AIM OF THE TASK:
Copy out, unchanged, everything from the line containing "provide the segmentation of **humbucker" down to the line containing "[[[81,59],[67,89],[78,94],[86,94],[98,67],[97,63]]]", with both of those lines included.

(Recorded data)
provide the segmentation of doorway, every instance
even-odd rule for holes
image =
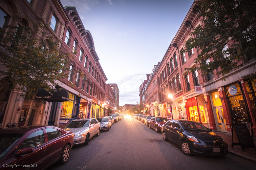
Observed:
[[[227,132],[226,119],[222,106],[213,107],[214,111],[214,118],[216,123],[216,126],[218,132]]]

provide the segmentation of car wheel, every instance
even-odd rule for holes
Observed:
[[[62,164],[67,163],[69,158],[70,154],[70,146],[68,144],[66,145],[63,148],[61,155],[60,157],[60,162]]]
[[[85,140],[84,141],[84,145],[88,145],[88,142],[89,141],[89,134],[87,134],[86,137],[85,137]]]
[[[187,142],[185,140],[183,140],[181,142],[181,151],[185,155],[188,156],[192,155],[192,153],[189,149],[188,143],[187,143]]]
[[[167,137],[164,132],[163,132],[163,140],[165,141],[167,141],[168,140],[168,139],[167,139]]]
[[[98,132],[97,133],[97,134],[96,134],[96,136],[99,136],[99,128],[98,129]]]

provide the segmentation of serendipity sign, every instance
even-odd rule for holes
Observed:
[[[195,90],[196,94],[203,93],[202,86],[195,86]]]

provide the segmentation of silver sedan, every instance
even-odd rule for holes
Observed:
[[[69,123],[64,129],[74,134],[74,144],[88,144],[89,139],[99,135],[100,124],[96,119],[76,119]]]

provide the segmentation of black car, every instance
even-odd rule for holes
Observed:
[[[228,153],[227,144],[220,136],[196,122],[170,120],[162,127],[163,138],[180,145],[185,155],[224,156]]]

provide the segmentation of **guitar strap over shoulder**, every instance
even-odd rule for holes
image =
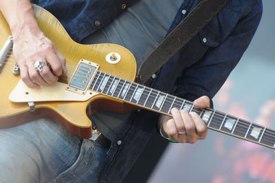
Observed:
[[[201,0],[182,22],[143,61],[137,82],[145,82],[199,33],[230,0]]]

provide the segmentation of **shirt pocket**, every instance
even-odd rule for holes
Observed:
[[[199,32],[201,43],[209,47],[215,47],[221,42],[221,34],[217,17]]]

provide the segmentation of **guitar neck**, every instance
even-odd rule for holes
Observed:
[[[199,109],[191,101],[97,71],[89,89],[142,108],[171,116],[173,107],[194,111],[211,129],[275,149],[275,131],[210,108]]]

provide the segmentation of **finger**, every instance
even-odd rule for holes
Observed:
[[[56,56],[61,63],[63,74],[66,74],[67,73],[66,58],[65,58],[64,56],[58,51],[56,51]]]
[[[52,53],[47,56],[47,61],[49,63],[54,74],[60,76],[63,73],[63,66],[60,61],[56,54]]]
[[[42,72],[40,72],[40,75],[50,85],[56,83],[58,80],[58,78],[52,74],[50,67],[46,65],[43,67]]]
[[[34,89],[39,89],[40,86],[32,82],[29,76],[28,67],[21,67],[20,68],[20,76],[22,80],[26,84],[28,87]]]
[[[199,108],[210,107],[210,100],[207,96],[203,96],[194,100],[194,105]]]
[[[182,115],[177,108],[173,108],[171,109],[171,114],[173,118],[175,120],[175,124],[177,130],[177,132],[184,132],[185,131],[184,123],[182,120]]]
[[[199,118],[199,116],[197,113],[191,112],[190,115],[194,121],[199,139],[205,139],[207,136],[207,127],[206,123],[201,118]]]
[[[166,122],[164,123],[164,131],[167,136],[170,138],[178,140],[177,139],[177,129],[175,124],[175,120],[171,118]]]
[[[47,85],[47,83],[40,76],[39,72],[34,67],[32,62],[28,62],[28,68],[29,70],[29,76],[32,83],[36,83],[41,86]]]
[[[193,144],[198,138],[196,133],[195,122],[187,111],[182,110],[180,114],[184,123],[187,142]]]

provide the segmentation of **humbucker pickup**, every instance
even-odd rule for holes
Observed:
[[[81,59],[67,89],[78,94],[86,94],[98,67],[97,63]]]

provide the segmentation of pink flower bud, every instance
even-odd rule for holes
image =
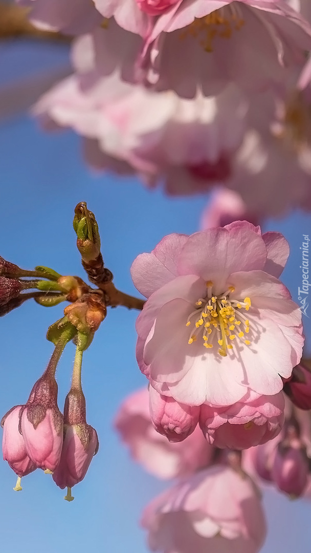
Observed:
[[[281,443],[276,452],[271,474],[279,489],[289,495],[301,495],[307,487],[309,468],[304,448]]]
[[[3,429],[2,452],[4,461],[7,461],[9,466],[22,477],[33,472],[36,466],[29,458],[26,451],[24,439],[19,432],[19,412],[22,405],[13,407],[1,421]]]
[[[138,7],[149,15],[159,15],[167,11],[178,0],[136,0]]]
[[[53,472],[57,486],[72,488],[83,480],[98,449],[97,433],[89,425],[65,425],[60,461]]]
[[[301,409],[311,409],[311,372],[300,363],[294,367],[292,378],[284,384],[283,390],[291,401]]]
[[[39,379],[20,414],[19,428],[26,451],[39,468],[52,472],[59,463],[63,440],[57,385],[49,373]]]
[[[17,298],[22,289],[22,285],[19,280],[0,276],[0,305],[4,305],[10,300]]]
[[[154,427],[170,442],[182,441],[193,432],[198,424],[199,407],[178,403],[173,398],[161,395],[151,386],[149,406]]]
[[[53,473],[53,480],[61,489],[71,488],[83,480],[99,445],[96,431],[86,422],[85,398],[82,390],[71,390],[67,394],[64,420],[61,456]]]

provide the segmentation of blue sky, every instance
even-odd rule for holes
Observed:
[[[38,43],[6,43],[0,48],[0,82],[12,82],[49,67],[66,64],[66,47]],[[72,226],[73,210],[86,201],[97,216],[106,266],[117,287],[135,291],[129,275],[133,260],[150,251],[166,234],[198,229],[203,197],[170,200],[150,193],[134,179],[92,176],[72,133],[43,134],[21,115],[0,125],[1,248],[0,254],[25,268],[37,264],[63,274],[83,276]],[[269,221],[291,247],[284,280],[294,299],[301,284],[299,247],[311,232],[310,217],[296,213]],[[45,339],[48,326],[62,307],[47,309],[28,302],[0,319],[0,409],[23,403],[52,352]],[[309,309],[311,317],[311,307]],[[6,553],[82,553],[87,548],[109,553],[146,553],[138,526],[145,503],[166,484],[130,461],[112,428],[123,398],[144,384],[135,359],[137,314],[109,311],[85,356],[83,385],[88,421],[98,431],[99,451],[75,501],[63,500],[50,476],[37,471],[24,479],[23,492],[12,488],[15,475],[0,462],[0,523]],[[310,319],[305,317],[310,333]],[[69,345],[58,369],[61,406],[68,391],[74,347]],[[274,492],[265,494],[269,535],[263,553],[310,553],[311,505],[290,502]]]

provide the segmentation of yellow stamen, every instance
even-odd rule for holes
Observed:
[[[65,496],[64,499],[66,499],[66,501],[73,501],[75,499],[71,495],[71,488],[70,488],[69,486],[67,488],[67,495]]]
[[[17,481],[16,482],[16,486],[15,488],[13,488],[14,492],[21,492],[23,488],[20,486],[20,476],[19,476],[17,478]]]

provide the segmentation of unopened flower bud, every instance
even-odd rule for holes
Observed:
[[[19,295],[23,285],[16,279],[0,276],[0,306],[5,305],[10,300]]]
[[[292,377],[283,391],[294,405],[301,409],[311,409],[311,371],[302,363],[294,367]]]
[[[53,480],[61,489],[71,488],[84,478],[98,450],[96,431],[86,422],[85,398],[82,390],[71,389],[64,410],[64,442]],[[70,493],[65,497],[72,498]]]
[[[26,476],[36,468],[27,455],[24,439],[18,430],[22,407],[22,405],[17,405],[12,408],[1,421],[3,429],[3,460],[7,461],[12,470],[20,477]]]
[[[0,276],[14,278],[20,275],[20,269],[14,263],[6,261],[0,255]]]
[[[67,305],[64,312],[68,320],[81,332],[94,332],[104,319],[107,309],[99,294],[88,294]]]
[[[191,434],[199,420],[200,408],[178,403],[173,398],[161,395],[149,388],[149,407],[157,432],[170,442],[181,442]]]
[[[27,454],[36,467],[52,472],[59,462],[63,439],[57,398],[56,381],[46,372],[34,384],[20,414],[19,428]]]
[[[281,442],[274,458],[271,471],[272,480],[279,489],[292,497],[303,493],[308,481],[309,468],[305,451],[302,446],[294,447]]]

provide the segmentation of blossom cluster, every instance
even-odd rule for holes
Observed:
[[[74,72],[33,113],[82,136],[95,170],[170,195],[225,186],[257,221],[311,209],[309,0],[19,3],[73,37]]]
[[[73,37],[72,74],[33,109],[44,127],[81,135],[97,170],[173,195],[215,187],[200,231],[165,236],[133,262],[146,299],[136,353],[148,390],[129,398],[115,424],[150,472],[179,479],[143,514],[152,550],[257,553],[259,483],[291,497],[310,485],[302,312],[280,279],[289,246],[260,226],[311,210],[309,0],[18,2],[38,28]],[[55,289],[73,302],[65,315],[84,336],[90,310],[97,328],[118,303],[107,300],[115,289],[96,221],[87,213],[75,228],[103,306],[87,304],[100,290],[76,277],[55,277]],[[31,285],[6,271],[4,305]],[[93,331],[83,347],[78,340],[78,358]],[[4,457],[19,478],[41,468],[71,489],[84,477],[98,442],[77,366],[64,421],[52,363],[4,418]]]

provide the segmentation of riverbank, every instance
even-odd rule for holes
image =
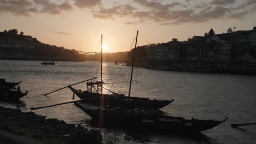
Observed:
[[[0,106],[0,129],[43,143],[100,143],[102,136],[98,130],[88,130],[74,124],[33,112]]]

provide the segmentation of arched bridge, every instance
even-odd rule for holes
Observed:
[[[84,55],[85,55],[89,53],[94,53],[94,54],[99,53],[99,52],[85,52],[85,51],[78,51],[78,53],[79,54]]]

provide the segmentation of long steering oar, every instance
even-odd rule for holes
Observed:
[[[100,98],[104,98],[104,97],[96,97],[96,98],[90,98],[90,99],[82,99],[82,100],[74,100],[74,101],[72,101],[66,102],[66,103],[63,103],[57,104],[55,104],[55,105],[48,105],[48,106],[45,106],[37,107],[31,107],[30,110],[34,110],[41,109],[44,109],[44,108],[46,108],[46,107],[54,106],[56,106],[56,105],[64,105],[64,104],[74,103],[75,102],[80,102],[80,101],[83,101],[90,100],[90,99],[100,99]]]
[[[120,94],[117,93],[115,93],[115,92],[114,92],[113,91],[112,91],[111,90],[108,89],[107,89],[107,88],[104,88],[104,87],[103,87],[103,88],[104,88],[104,89],[105,89],[106,90],[107,90],[107,91],[109,91],[109,92],[113,93],[113,94],[117,94],[117,95],[120,95]]]
[[[94,77],[94,78],[91,79],[89,79],[89,80],[85,80],[85,81],[80,81],[80,82],[77,82],[77,83],[74,83],[74,84],[72,84],[72,85],[68,85],[68,86],[66,86],[66,87],[61,88],[60,88],[60,89],[58,89],[55,90],[55,91],[53,91],[53,92],[51,92],[48,93],[45,93],[45,94],[42,94],[42,95],[47,95],[48,94],[49,94],[52,93],[54,93],[54,92],[57,92],[57,91],[60,91],[60,90],[61,90],[61,89],[63,89],[63,88],[66,88],[66,87],[71,86],[73,86],[73,85],[77,85],[77,84],[78,84],[78,83],[82,83],[82,82],[85,82],[85,81],[90,81],[90,80],[93,80],[93,79],[97,79],[97,77]]]

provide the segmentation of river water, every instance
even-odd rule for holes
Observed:
[[[48,96],[40,94],[94,77],[100,80],[99,62],[56,62],[55,65],[43,65],[40,62],[0,60],[0,78],[8,81],[22,81],[20,85],[21,91],[29,92],[18,103],[0,102],[0,105],[19,108],[26,112],[30,111],[32,107],[70,101],[72,93],[68,88]],[[127,95],[130,71],[131,67],[104,62],[104,87]],[[133,73],[131,95],[174,99],[172,103],[161,109],[170,115],[223,120],[223,114],[229,118],[217,127],[192,136],[171,135],[118,128],[100,128],[103,136],[103,143],[256,143],[256,125],[243,127],[245,130],[230,127],[232,123],[256,122],[255,76],[184,73],[142,68],[135,68]],[[86,88],[85,83],[74,87],[81,89]],[[79,98],[75,97],[75,99]],[[73,104],[33,111],[47,118],[86,125],[89,129],[98,129],[92,128],[90,117]]]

COMPLETE ANSWER:
provide the segmentation of **humbucker pickup**, every instance
even-odd rule for holes
Observed:
[[[81,59],[67,89],[78,94],[86,94],[98,67],[97,63]]]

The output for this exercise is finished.